Exercice proposé A:
Restituez intégralement, sans rien changer, le texte de l'audition d'Olivier Schrameck devant la commission de la culture.

Extrait à lire:
════════

Intervention de Olivier Schrameck

Commission de la culture, de l'éducation et de la communication — Réunion du 10 septembre 2013 : 1ère réunion
Indépendance de l'audiovisuel public — Audition de M. Olivier Schrameck président du conseil supérieur de l'audiovisuel csa

Olivier Schrameck, président du Conseil supérieur de l'audiovisuel (CSA) :

Lors de mon audition du 23 janvier, je me suis engagé à vous rendre compte régulièrement des activités du CSA. Cependant, je m'en tiendrai aujourd'hui, comme vous le souhaitez, à quelques remarques sur ces deux projets de loi. Je tiens cependant à réaffirmer qu'à nos yeux, le contrôle par le Parlement des activités du CSA est indispensable. Nous avons besoin de vos observations et orientations pour jouer notre rôle en nous fondant sur la légitimité démocratique que vous incarnez.

════════

Données sources:
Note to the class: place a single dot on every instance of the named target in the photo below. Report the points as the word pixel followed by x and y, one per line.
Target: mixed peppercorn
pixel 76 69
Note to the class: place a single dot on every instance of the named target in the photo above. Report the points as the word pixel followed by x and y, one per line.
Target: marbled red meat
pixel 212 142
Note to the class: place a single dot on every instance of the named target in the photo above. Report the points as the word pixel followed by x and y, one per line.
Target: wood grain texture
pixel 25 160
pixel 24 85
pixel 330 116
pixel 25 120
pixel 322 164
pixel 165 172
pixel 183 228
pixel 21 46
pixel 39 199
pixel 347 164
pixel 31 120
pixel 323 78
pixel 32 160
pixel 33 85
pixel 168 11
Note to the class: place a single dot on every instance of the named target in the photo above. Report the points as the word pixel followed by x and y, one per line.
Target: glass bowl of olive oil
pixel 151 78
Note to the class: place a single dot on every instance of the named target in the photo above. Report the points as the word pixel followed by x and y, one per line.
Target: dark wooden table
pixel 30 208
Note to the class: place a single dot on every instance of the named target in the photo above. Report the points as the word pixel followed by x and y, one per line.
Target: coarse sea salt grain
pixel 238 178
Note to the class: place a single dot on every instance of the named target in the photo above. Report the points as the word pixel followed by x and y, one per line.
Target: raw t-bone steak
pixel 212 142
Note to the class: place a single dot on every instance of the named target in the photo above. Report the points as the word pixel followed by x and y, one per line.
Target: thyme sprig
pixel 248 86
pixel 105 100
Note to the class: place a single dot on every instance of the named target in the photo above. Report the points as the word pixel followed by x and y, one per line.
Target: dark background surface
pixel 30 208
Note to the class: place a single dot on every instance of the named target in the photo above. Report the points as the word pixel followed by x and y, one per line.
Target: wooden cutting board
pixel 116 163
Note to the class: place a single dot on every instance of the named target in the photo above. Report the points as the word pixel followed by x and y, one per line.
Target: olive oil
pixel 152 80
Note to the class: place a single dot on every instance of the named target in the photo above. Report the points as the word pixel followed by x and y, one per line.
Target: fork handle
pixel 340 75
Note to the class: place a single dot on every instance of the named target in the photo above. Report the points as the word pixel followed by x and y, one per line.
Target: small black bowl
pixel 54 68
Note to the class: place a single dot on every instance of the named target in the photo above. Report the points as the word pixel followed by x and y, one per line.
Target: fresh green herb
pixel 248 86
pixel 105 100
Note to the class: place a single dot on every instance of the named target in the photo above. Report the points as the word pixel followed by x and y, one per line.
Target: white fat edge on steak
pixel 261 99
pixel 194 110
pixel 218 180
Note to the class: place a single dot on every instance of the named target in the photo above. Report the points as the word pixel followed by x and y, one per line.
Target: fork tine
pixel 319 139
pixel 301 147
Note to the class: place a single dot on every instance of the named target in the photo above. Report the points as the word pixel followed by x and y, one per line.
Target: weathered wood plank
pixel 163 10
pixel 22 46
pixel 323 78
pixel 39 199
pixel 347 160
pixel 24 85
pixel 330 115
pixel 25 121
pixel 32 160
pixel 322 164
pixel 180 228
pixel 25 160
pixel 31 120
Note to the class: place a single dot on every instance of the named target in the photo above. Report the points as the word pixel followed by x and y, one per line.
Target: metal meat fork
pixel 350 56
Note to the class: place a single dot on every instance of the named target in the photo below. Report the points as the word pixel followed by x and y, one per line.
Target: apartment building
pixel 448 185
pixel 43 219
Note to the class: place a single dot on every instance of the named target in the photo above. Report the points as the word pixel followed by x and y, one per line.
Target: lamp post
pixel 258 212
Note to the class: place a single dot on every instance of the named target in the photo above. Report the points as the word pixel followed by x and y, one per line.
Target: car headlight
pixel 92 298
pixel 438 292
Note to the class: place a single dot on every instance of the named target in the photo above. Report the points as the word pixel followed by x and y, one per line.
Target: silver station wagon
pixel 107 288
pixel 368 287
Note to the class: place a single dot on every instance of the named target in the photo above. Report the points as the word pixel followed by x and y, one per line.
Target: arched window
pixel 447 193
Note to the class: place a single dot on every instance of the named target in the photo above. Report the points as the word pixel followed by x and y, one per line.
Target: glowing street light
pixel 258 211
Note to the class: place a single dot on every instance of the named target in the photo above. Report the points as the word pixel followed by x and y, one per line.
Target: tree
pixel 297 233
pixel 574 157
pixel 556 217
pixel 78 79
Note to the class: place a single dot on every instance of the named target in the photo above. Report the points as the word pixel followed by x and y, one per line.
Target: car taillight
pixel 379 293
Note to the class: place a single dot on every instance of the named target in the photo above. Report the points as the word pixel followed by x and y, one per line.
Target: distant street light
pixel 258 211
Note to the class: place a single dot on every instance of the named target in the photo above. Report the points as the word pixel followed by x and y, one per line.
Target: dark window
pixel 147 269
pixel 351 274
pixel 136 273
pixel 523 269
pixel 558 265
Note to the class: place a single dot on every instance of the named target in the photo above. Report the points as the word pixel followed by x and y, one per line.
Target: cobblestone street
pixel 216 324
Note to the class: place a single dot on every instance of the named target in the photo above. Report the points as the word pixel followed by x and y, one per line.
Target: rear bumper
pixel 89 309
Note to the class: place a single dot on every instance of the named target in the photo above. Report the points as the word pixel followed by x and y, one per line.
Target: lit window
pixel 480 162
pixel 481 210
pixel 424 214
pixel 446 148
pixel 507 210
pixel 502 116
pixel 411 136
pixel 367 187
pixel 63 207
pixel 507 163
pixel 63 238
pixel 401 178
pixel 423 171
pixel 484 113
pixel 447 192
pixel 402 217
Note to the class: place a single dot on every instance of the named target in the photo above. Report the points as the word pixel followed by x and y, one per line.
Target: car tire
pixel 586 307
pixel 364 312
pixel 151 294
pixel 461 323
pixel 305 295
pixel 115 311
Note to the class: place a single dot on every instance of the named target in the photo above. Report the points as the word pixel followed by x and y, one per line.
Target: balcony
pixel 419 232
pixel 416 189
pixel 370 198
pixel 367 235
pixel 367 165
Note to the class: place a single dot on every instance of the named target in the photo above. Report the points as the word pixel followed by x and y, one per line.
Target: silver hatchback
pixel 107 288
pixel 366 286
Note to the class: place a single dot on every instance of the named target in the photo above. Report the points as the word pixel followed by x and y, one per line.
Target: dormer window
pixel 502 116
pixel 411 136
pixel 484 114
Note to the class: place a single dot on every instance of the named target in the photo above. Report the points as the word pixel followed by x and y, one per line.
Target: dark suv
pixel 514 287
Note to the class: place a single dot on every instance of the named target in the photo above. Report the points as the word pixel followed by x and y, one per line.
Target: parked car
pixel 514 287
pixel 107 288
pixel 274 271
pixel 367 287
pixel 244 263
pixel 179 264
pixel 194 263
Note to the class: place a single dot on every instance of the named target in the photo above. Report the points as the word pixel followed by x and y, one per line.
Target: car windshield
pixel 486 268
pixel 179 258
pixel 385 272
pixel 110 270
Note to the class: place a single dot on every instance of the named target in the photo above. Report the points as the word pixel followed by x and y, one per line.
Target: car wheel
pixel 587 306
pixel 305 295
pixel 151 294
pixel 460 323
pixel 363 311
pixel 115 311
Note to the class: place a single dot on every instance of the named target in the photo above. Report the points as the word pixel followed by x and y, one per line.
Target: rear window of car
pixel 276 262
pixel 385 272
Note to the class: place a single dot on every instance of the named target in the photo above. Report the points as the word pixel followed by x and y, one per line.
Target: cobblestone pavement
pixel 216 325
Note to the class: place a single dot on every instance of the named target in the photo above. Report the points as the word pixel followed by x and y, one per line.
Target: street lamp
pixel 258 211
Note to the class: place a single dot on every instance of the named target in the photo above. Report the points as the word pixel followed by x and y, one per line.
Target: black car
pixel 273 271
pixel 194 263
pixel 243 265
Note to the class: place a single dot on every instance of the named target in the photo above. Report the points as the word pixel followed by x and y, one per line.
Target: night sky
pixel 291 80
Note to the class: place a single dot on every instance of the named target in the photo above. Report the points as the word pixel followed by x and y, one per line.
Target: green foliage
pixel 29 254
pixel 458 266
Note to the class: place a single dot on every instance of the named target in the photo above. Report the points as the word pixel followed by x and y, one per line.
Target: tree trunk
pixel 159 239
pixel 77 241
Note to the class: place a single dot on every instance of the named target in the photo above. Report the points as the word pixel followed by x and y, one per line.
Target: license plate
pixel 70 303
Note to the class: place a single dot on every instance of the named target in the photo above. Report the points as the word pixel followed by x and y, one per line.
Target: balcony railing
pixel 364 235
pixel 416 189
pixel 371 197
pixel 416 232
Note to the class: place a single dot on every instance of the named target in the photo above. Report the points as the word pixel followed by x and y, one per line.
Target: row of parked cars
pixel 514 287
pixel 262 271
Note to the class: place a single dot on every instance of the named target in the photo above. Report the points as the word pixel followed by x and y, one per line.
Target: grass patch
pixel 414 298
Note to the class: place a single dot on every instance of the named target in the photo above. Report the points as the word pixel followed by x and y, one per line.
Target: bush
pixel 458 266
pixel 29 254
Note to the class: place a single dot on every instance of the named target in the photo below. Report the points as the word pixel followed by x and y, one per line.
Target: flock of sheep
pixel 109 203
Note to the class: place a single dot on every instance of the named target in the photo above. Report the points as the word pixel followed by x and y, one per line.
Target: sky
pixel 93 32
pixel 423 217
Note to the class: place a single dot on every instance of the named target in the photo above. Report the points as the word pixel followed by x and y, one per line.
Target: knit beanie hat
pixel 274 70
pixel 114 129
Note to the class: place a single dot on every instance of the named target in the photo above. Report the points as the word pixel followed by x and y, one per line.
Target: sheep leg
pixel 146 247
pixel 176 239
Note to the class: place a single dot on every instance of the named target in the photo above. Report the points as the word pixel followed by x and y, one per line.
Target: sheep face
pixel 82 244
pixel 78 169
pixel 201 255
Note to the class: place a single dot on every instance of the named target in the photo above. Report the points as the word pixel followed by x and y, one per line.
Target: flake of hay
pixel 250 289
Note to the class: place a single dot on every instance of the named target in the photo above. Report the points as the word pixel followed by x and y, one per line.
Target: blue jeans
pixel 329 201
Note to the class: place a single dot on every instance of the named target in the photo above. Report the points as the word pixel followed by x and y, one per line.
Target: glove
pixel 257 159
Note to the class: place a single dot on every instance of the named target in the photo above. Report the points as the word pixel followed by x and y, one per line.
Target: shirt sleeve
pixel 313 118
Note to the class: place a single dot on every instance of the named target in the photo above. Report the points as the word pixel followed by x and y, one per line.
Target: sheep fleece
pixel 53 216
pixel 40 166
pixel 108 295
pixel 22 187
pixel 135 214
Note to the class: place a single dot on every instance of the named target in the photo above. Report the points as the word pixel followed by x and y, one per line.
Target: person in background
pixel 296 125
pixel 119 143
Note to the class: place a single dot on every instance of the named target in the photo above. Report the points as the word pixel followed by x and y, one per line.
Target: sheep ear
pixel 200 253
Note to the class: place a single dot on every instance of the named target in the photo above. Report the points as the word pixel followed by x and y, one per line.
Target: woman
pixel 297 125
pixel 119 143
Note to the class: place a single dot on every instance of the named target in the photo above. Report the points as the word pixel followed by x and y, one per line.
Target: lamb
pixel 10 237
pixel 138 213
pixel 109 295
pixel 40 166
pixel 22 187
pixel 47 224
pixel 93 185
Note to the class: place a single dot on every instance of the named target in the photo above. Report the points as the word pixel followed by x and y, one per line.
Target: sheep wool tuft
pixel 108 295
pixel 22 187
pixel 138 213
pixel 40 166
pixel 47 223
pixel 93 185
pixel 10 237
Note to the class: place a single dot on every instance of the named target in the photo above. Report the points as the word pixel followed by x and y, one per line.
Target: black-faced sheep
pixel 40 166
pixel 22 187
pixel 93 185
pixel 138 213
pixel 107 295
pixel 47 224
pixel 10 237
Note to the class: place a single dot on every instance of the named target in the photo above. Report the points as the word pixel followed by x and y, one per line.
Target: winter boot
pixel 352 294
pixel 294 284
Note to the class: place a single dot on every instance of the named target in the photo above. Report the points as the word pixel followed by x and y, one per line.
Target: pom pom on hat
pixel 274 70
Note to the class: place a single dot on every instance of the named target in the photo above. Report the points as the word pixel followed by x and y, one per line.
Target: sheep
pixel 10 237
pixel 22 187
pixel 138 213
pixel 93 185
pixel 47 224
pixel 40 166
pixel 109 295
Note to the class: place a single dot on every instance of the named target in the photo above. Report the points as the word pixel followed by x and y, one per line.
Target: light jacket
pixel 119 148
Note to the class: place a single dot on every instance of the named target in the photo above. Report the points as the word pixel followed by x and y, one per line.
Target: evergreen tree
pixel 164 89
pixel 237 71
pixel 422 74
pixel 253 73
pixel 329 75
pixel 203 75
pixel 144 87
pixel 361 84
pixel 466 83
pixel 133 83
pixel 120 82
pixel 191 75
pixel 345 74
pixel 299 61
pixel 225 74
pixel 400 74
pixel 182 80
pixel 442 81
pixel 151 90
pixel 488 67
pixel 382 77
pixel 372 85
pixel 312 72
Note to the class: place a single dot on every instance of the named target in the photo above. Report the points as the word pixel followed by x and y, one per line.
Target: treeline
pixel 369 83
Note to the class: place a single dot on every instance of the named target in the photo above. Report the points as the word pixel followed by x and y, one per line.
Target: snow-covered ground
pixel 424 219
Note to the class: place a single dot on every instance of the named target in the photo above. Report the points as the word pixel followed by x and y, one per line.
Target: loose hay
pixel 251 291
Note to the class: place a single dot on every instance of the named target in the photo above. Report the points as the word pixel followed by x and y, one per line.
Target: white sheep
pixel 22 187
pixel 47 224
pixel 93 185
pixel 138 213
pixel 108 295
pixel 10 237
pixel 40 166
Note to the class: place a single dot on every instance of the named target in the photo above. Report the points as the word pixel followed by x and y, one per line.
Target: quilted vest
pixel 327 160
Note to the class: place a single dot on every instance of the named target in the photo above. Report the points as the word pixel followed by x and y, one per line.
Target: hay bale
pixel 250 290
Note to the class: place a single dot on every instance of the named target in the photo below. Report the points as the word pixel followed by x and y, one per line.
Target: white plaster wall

════════

Exercice proposé B:
Sélectionnez toutes les lignes des entrées où figure le mot « balcony ».

Corrigé A:
Intervention de Olivier Schrameck

Commission de la culture, de l'éducation et de la communication — Réunion du 10 septembre 2013 : 1ère réunion
Indépendance de l'audiovisuel public — Audition de M. Olivier Schrameck président du conseil supérieur de l'audiovisuel csa

Olivier Schrameck, président du Conseil supérieur de l'audiovisuel (CSA) :

Lors de mon audition du 23 janvier, je me suis engagé à vous rendre compte régulièrement des activités du CSA. Cependant, je m'en tiendrai aujourd'hui, comme vous le souhaitez, à quelques remarques sur ces deux projets de loi. Je tiens cependant à réaffirmer qu'à nos yeux, le contrôle par le Parlement des activités du CSA est indispensable. Nous avons besoin de vos observations et orientations pour jouer notre rôle en nous fondant sur la légitimité démocratique que vous incarnez.

Corrigé B:
Target: balcony
Target: balcony railing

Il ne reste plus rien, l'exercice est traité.